Aufgabe:
Führe den Text über das Grundgesetz und die Lage im Osten im selben Ton weiter, beginnend nach seinem letzten Satz.

Vorgegebener Text:
================================
Und damit sind wir wieder beim Gap zwischen Prinzipien und deren Normierung und sogar den daraus erwachsenden Ansprüchen und der Wirklichkeit. Die Menschen im Osten sind, das meinen wir immerhin wahrnehmen zu können, vielmehr auf den Wortlaut der Dinge fixiert als Westler, die über Jahrzehnte gelernt haben, eine Art Übersetzer für den Unterschied zwischen Anspruch und Wirklichkeit zu verwenden. Und dann noch die DDR-Versprechen, die nicht einzuhalten waren, und jetzt schon wieder die Benachteiligung und dies alles.

Hätte man also das Grundgesetz nicht nachträglich noch anpassen müssen, um dem Osten mehr gerecht zu werden. Um es ganz offen zu schreiben: Je mehr man das Grundgesetz aufbläht, ohne dass die Wirklichkeit sich verbessert, desto mehr wird die Akzeptanz für das Grundgesetz sinken. Außerdem sind bestimmte Erweiterungen typische Fälle von Fass ohne Boden. Die Autorin hat erwähnt, dass der Gleichheitsgrundsatz des Art. 3 GG bereits um immer mehr Gruppen ergänzt wurde, gegenwärtig sieht sich die LGBTIQ*-Gemeinschaft noch nicht genügend repräsentiert und hätte gerne eine weiter Erweiterung bezüglich der sexuellen Identität, nicht nur des Geschlechts, das steht ja drin, ist aber etwas anderes. Entweder sieht man die Grundrechte als Leitlinien, das BVerfG hat dann ihren Anwendungsbereich und ihre Grenzen zu konkretisieren, Landesrecht hat sie auszuformen, oder man erstellt immer mehr Kataloge, die einer Verfassung die Klarheit und Schönheit nehmen, die beim GG ohnehin stellenweise schon arg ramponiert wurden. Ja, Ästhetik und Recht, das passt eh oft nicht zusammen, aber Klarheit?
================================
Einträge:
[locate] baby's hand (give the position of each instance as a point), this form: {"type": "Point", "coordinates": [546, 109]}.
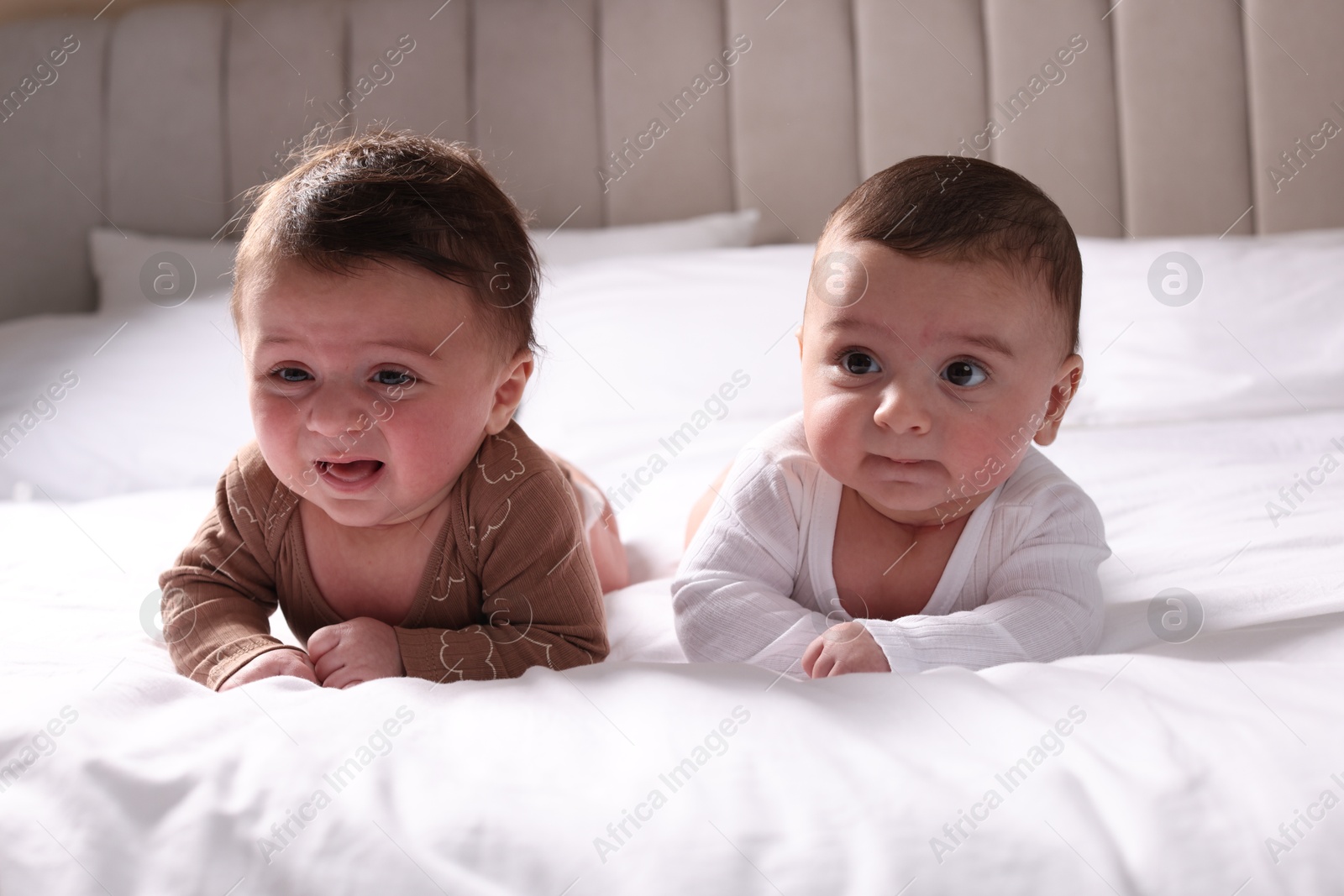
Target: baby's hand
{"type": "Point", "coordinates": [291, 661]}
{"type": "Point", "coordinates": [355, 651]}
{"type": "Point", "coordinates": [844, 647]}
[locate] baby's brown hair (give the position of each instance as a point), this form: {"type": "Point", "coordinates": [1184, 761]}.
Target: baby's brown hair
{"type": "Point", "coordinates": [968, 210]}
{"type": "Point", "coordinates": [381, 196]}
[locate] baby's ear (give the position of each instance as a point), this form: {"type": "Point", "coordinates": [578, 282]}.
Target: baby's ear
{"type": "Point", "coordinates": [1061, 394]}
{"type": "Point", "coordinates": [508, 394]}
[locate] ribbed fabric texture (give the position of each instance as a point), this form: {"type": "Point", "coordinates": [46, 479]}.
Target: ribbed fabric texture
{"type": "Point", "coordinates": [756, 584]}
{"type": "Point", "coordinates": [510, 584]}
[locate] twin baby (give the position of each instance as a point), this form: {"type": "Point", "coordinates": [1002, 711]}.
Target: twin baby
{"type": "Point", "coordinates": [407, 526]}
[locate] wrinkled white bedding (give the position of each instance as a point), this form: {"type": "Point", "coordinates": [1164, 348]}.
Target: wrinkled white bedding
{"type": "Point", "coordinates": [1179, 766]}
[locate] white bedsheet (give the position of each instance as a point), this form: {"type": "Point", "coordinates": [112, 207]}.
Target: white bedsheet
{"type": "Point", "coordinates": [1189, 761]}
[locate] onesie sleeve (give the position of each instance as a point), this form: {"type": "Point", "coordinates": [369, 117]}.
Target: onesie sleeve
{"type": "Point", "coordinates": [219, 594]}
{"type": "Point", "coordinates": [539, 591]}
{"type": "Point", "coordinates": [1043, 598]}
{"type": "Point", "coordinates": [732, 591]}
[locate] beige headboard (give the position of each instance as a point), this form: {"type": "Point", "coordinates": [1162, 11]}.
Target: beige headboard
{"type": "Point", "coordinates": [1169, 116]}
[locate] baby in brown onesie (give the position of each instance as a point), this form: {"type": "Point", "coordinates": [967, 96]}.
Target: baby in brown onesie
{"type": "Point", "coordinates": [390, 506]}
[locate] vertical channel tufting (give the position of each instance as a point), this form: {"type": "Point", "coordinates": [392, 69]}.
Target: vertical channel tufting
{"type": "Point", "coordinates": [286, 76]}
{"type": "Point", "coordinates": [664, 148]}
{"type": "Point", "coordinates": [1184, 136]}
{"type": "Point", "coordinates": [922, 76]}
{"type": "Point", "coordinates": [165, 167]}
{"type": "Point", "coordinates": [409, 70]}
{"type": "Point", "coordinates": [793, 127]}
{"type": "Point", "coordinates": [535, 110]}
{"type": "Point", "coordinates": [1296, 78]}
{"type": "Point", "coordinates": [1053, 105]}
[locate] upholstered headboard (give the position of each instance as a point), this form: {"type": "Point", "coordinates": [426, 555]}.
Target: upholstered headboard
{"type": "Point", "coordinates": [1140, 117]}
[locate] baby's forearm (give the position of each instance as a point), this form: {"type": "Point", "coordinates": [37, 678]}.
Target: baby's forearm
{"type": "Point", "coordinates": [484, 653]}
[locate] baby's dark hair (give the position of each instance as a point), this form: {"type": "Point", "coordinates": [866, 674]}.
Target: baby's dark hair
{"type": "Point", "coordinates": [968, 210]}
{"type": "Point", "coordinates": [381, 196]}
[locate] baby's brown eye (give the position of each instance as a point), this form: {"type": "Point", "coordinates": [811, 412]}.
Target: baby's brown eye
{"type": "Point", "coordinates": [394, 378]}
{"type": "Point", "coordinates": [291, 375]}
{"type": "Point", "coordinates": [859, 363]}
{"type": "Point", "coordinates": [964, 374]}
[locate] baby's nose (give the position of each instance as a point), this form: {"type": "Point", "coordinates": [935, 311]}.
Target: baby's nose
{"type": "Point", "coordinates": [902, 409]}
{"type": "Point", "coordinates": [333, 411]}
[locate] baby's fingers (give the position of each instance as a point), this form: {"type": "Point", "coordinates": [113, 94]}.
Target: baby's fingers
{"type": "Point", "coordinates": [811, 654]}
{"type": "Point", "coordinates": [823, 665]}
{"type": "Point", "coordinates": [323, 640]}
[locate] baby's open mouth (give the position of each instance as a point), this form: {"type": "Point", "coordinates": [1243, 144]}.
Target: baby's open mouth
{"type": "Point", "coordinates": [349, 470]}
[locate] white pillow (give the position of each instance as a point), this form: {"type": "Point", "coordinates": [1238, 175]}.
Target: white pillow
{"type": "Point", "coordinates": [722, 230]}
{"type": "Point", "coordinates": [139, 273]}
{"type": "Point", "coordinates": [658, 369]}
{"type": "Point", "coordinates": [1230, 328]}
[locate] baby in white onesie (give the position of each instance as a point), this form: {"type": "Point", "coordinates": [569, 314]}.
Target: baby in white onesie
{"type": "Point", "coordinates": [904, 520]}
================================
Ergebnis:
Ja, auch das. Denn je mehr man ins Katalogisieren kommt, desto mehr werden sich immer weitere Gruppen finden, die auch noch gerne in den Katalog möchten. Den Wunsch, Dinge eindeutig im Text zu sehen, können wir schon nachvollziehen, die Rechtssystematik erfordert aber nicht, dass sie alle direkt im Grundgesetz stehen müssen. Man will sie dadurch wetterfest machen, auch das wird im Editorial erwähnt. Deswegen haben wir als Beispiel für eine Entwicklung, die auch ihre Schattenseiten hat, den Vorgang LGBTIQ* und Art. 3 GG erwähnt. Man will noch schnell etwas verfassungsrechtlich absichern, bevor uns Ende 2025 eine CDU-geführte Regierung erwartet, die „kein Interesse an einer Änderung haben wird.“ Dass eine Änderung auch jetzt die Zustimmung der Union erfordern würde, weil dazu eine Zweitdrittelmehrheit in Bundestag und Bundesrat erforderlich ist, wird dabei gerne vergessen. Im Bundestag würde auch die AfD sicher nicht für ein Änderung stimmen, im Bundesrat führt die CDU den überwiegenden Teil der Landesregierungen an.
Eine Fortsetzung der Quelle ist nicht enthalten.